Tasks to carry out >>
• a. List every username that appears in the forum thread about a first sculpted custom amiibo.
• b. Continue the forum thread about a first sculpted custom amiibo from where it stops.

Passage given >>
((
# First Sculpted Custom Amiibo...



## astrangeone (Mar 13, 2018)

Fully sculpted out of apoxie sculpt (milliput is harder to work with).

Base = clear 52 mm miniatures base with the nfc chip in between them.

Castle stone texture stamp for the top of the base.

*Things I've Learned...*

Always put an armature in small thin objects. I broke the spoon trying to pin it. There's a pin in the spoon curve leading into the bowl, but I drilled through it, so I put a mushroom on top of the damage to hide it.

I cheated with the mushroom's colour/paint job - I had fine tip sharpies, and I just dotted the colour onto it.

The cereal bowl is awful to paint. I don't know what happened with the texture, but I'm not satisfied with that botched paint job.

Milk = gloss modge podge + two types of white paint. Stir well (you want air bubbles!)...

Took me about two weeks to get everything done!

Credit to GandaKris for her DIY on texturing the little cereal pieces.


----------



## x65943 (Mar 26, 2018)
))
Records provided >>
((
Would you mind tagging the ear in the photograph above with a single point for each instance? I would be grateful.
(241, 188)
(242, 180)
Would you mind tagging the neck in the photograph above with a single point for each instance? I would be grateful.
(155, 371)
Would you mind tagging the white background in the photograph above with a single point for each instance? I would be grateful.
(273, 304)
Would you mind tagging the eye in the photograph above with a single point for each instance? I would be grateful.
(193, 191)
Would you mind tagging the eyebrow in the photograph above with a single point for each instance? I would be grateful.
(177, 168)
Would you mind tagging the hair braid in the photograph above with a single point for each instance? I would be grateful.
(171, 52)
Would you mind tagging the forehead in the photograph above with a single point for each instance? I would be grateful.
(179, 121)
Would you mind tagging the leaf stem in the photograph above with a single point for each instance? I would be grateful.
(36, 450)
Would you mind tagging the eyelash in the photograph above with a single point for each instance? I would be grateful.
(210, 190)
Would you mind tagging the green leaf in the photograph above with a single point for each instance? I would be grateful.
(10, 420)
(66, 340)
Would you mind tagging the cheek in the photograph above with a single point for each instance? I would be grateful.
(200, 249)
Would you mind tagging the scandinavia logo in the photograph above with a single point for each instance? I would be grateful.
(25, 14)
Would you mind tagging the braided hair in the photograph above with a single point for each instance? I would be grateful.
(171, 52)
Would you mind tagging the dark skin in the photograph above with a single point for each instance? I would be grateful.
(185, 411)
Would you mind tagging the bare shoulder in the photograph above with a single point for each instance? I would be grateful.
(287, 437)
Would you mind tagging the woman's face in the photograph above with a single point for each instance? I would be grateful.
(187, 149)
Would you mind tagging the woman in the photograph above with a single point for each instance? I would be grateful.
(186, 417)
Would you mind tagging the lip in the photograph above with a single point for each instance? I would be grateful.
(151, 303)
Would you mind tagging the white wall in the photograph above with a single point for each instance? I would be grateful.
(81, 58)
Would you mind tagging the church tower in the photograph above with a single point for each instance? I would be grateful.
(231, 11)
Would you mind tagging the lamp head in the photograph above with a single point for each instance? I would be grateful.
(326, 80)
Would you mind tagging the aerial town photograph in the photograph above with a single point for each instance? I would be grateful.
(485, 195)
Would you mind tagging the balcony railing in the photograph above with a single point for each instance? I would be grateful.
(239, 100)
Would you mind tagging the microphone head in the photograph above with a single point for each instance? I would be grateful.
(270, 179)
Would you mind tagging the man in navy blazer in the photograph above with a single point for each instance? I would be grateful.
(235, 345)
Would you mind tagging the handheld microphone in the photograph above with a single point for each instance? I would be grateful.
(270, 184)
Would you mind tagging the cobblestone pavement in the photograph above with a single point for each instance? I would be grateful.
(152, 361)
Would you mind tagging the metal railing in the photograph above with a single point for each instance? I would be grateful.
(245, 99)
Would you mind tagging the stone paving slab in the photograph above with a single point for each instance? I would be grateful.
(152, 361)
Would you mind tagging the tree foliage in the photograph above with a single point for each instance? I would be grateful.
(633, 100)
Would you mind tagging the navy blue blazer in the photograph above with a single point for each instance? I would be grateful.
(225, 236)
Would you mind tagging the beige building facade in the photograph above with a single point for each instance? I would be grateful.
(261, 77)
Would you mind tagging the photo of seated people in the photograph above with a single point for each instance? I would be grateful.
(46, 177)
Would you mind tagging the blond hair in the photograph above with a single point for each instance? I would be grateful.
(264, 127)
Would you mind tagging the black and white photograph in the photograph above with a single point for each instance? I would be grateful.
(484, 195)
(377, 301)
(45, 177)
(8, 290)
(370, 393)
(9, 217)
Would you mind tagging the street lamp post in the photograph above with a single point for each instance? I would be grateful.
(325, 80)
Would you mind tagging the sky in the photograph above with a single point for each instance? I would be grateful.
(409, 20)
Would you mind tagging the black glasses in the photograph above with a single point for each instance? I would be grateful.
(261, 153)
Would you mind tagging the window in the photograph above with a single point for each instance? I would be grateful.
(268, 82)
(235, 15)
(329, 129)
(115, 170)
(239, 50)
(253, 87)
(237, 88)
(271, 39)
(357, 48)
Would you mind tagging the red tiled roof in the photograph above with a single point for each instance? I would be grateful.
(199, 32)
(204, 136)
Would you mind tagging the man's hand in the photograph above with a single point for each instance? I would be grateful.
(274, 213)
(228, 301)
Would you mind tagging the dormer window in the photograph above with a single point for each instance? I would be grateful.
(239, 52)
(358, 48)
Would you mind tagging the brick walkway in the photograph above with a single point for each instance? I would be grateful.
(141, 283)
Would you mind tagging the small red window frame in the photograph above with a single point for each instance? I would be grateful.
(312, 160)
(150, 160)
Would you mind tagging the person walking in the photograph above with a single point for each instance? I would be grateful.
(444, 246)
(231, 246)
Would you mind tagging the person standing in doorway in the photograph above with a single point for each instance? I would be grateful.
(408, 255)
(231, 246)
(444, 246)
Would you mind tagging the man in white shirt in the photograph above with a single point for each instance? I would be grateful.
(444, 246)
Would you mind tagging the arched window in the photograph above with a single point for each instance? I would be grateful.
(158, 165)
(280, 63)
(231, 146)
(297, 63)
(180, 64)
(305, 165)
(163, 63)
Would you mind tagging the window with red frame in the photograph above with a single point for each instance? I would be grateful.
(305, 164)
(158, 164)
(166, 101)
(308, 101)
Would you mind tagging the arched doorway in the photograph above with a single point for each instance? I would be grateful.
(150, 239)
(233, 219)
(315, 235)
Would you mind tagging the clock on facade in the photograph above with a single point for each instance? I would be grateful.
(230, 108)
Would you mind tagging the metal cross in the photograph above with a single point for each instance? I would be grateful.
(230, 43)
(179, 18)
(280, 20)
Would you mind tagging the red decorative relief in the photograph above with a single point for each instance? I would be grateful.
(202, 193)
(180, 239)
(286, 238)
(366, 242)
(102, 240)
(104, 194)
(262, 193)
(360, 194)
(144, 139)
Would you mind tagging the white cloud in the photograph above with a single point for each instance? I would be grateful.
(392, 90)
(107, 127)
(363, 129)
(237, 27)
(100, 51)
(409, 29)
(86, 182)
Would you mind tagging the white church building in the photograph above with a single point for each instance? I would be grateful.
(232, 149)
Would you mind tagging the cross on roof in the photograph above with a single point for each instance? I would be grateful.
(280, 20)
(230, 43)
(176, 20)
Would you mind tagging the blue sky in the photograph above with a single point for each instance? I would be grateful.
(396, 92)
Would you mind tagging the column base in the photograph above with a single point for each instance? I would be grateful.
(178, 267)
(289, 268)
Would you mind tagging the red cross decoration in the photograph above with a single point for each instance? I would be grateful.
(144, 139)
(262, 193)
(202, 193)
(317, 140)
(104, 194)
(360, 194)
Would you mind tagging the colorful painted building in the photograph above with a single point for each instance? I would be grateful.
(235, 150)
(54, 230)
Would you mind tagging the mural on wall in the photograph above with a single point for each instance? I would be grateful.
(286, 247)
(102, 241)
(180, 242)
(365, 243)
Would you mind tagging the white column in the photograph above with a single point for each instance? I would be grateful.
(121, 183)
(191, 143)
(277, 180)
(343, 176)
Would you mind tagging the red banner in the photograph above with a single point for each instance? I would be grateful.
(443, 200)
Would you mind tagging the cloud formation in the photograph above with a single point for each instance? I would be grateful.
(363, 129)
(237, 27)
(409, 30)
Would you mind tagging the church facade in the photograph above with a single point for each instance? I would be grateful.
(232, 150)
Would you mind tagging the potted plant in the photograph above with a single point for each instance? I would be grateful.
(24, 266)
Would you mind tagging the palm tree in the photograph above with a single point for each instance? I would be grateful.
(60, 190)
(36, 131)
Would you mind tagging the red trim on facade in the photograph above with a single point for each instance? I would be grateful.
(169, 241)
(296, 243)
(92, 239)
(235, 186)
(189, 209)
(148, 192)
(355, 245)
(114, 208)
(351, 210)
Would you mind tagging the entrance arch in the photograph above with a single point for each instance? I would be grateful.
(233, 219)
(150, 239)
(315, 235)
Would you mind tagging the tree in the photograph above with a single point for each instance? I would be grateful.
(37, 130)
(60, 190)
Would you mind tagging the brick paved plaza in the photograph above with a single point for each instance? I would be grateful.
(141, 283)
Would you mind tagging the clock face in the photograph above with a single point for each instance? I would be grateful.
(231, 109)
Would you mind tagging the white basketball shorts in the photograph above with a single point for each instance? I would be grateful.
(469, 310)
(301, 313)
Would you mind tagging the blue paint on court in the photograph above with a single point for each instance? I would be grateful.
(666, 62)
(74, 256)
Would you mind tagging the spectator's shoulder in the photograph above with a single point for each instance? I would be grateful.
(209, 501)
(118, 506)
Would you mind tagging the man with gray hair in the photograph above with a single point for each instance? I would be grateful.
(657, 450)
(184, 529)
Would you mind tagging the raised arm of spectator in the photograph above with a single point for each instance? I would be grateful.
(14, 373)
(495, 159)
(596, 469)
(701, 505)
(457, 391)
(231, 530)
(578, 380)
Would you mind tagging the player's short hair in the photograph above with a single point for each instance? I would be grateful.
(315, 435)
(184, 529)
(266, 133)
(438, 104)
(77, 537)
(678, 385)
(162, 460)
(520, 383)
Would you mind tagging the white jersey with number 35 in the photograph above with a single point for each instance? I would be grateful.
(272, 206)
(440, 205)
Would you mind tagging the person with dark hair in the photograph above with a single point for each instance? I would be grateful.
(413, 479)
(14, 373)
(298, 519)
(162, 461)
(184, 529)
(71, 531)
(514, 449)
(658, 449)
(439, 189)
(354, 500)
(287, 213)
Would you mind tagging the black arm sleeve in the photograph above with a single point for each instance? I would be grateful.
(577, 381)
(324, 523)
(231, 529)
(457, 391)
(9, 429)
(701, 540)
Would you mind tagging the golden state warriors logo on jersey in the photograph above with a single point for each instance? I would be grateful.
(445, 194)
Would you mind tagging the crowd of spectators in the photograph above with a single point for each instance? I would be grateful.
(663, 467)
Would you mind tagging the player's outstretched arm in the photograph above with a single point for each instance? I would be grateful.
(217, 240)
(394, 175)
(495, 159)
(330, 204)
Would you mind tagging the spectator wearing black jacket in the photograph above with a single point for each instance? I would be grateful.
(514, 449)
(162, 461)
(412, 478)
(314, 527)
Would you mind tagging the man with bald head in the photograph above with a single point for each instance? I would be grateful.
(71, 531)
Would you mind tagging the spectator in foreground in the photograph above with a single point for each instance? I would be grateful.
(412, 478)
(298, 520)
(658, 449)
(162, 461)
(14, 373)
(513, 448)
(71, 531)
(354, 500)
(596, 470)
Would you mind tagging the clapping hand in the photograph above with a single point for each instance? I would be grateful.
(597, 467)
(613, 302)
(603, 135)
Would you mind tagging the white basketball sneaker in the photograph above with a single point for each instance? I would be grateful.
))
Solved problems >>
• a. astrangeone, GandaKris, x65943

• b.
I think a photo of this next to a quarter or something would be cool to give an idea about its scale.

Are you planning on making any more custom amiibos?


----------



## Lukerz (Mar 27, 2018)

Really good idea making that an amibo. I wanna make 1 now.


----------



## Super.Nova (Mar 27, 2018)

It may not be useful in any way but, dang, do I want one now!


----------



## astrangeone (Mar 27, 2018)

x65943 said:


> I think a photo of this next to a quarter or something would be cool to give an idea about its scale.
> 
> Are you planning on making any more custom amiibos?



I am working on a custom "Detective Pikachu" one!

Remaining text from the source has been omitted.